Entries supplied:
+ + + +

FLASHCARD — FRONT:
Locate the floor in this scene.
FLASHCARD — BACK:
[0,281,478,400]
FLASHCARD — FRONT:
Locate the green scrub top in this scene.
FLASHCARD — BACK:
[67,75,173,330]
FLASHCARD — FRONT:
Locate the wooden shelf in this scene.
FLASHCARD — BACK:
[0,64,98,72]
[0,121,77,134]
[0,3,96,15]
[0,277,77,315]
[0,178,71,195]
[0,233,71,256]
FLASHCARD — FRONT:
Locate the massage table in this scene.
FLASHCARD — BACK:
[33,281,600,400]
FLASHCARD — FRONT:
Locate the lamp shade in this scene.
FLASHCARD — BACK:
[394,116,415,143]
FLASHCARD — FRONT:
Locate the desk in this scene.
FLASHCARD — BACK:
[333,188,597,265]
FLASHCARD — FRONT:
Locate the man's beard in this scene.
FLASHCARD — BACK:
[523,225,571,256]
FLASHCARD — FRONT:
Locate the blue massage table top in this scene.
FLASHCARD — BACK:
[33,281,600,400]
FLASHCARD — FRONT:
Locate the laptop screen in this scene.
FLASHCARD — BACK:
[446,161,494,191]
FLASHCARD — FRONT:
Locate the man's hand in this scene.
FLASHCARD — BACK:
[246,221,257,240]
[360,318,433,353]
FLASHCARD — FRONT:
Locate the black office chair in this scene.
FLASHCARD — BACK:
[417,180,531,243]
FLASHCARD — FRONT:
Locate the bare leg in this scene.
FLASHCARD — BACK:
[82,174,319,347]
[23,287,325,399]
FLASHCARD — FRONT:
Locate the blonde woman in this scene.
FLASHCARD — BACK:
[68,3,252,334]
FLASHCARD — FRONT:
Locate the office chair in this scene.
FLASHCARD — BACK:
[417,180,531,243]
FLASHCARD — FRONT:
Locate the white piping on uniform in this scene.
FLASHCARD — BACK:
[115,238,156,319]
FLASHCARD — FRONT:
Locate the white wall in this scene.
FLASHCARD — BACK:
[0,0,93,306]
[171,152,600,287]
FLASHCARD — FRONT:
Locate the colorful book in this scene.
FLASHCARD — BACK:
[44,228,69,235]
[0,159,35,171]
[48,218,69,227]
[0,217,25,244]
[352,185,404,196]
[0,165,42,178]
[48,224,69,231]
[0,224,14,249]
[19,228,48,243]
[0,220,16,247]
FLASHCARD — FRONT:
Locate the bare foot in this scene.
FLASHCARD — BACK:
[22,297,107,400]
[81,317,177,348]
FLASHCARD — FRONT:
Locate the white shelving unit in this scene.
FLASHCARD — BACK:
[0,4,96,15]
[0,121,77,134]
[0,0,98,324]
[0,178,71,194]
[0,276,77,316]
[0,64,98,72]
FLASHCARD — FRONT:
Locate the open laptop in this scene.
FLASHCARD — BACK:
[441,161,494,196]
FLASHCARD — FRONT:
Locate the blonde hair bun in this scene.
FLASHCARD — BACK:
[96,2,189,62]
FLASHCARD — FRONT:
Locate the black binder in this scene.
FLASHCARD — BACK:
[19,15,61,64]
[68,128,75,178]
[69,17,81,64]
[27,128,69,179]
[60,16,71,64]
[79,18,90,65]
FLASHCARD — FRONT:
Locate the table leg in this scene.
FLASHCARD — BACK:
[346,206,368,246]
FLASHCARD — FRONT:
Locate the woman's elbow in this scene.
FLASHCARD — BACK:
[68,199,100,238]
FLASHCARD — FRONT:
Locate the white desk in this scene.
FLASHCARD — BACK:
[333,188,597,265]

+ + + +

What this task involves:
Go through the records above and set each one down exactly, please.

Exercise answer:
FLASHCARD — FRONT:
Locate the floor in this scene.
FLASHCARD — BACK:
[0,281,478,400]
FLASHCARD — FRONT:
Locate the green scrub top in this scene.
FLASHCARD — BACK:
[67,75,173,330]
FLASHCARD — FRONT:
Locate the wooden shelf in this scene.
FLASHCARD — BACK:
[0,64,98,72]
[0,121,77,134]
[0,3,96,15]
[0,277,77,315]
[0,178,71,195]
[0,233,71,256]
FLASHCARD — FRONT:
Locate the massage table in this scene.
FLASHCARD — BACK:
[33,281,600,400]
FLASHCARD — FRONT:
Locate the lamp shade in this scene.
FLASHCARD — BACK:
[394,116,415,143]
FLASHCARD — FRONT:
Locate the desk in this scene.
FLASHCARD — BACK:
[333,188,597,265]
FLASHCARD — FRONT:
Locate the man's beard in this scene.
FLASHCARD — BACK:
[523,225,571,256]
FLASHCARD — FRONT:
Locate the blue massage table top in this scene.
FLASHCARD — BACK:
[33,281,600,400]
FLASHCARD — FRONT:
Locate the laptop screen in this scene.
FLASHCARD — BACK:
[446,161,494,191]
FLASHCARD — FRONT:
Locate the man's hand in this scene.
FLASHCARD — BACK:
[246,221,257,240]
[360,318,433,353]
FLASHCARD — FRONT:
Locate the black office chair in this scene.
FLASHCARD — BACK:
[417,180,531,243]
FLASHCARD — FRONT:
Locate the bare leg in this scene.
FLASHCARD — BACK:
[82,174,319,347]
[23,287,325,399]
FLASHCARD — FRONT:
Locate the blonde woman in this scene.
FLASHCARD — BACK:
[68,3,252,334]
FLASHCARD — FRONT:
Locate the office chair in this scene.
FLASHCARD — BACK:
[417,180,531,243]
FLASHCARD — FRONT:
Locate the white piping on uniform in this scene.
FLASHCARD — BACK:
[115,238,156,319]
FLASHCARD — FRONT:
Locate the white wall in this scene.
FLASHCARD — BACK:
[0,0,93,306]
[171,152,600,287]
FLASHCARD — FRONT:
Locate the colorful book in this scene.
FLASHCARD — BACK:
[44,228,69,235]
[0,159,35,171]
[48,218,69,227]
[0,217,25,244]
[352,185,404,196]
[0,165,42,178]
[48,224,69,231]
[0,224,14,249]
[19,228,48,243]
[0,220,16,247]
FLASHCARD — FRONT:
Locate the bare foot in this scene.
FLASHCARD — BACK:
[22,297,107,400]
[81,317,177,348]
FLASHCARD — FRONT:
Locate the white shelving unit in this scene.
FLASHCARD — BACK:
[0,4,96,15]
[0,121,77,134]
[0,0,98,324]
[0,178,71,194]
[0,276,77,316]
[0,64,98,72]
FLASHCARD — FRONT:
Locate the open laptop in this scene.
FLASHCARD — BACK:
[441,161,494,196]
FLASHCARD — FRONT:
Locate the blonde hair bun in this scene.
FLASHCARD — BACK:
[96,2,189,62]
FLASHCARD — FRONT:
Locate the black binder in this scene.
FLASHCARD — BACK:
[19,15,61,64]
[68,128,75,178]
[69,17,81,64]
[27,128,69,179]
[60,16,71,64]
[79,18,90,65]
FLASHCARD — FRONT:
Locate the table leg in this scene.
FLASHCARD — BACK:
[346,206,368,246]
FLASHCARD — FRONT:
Locate the woman's elbow in this scene.
FLASHCARD — BACK:
[68,199,100,238]
FLASHCARD — FRONT:
Locate the white desk in this scene.
FLASHCARD — BACK:
[333,188,597,265]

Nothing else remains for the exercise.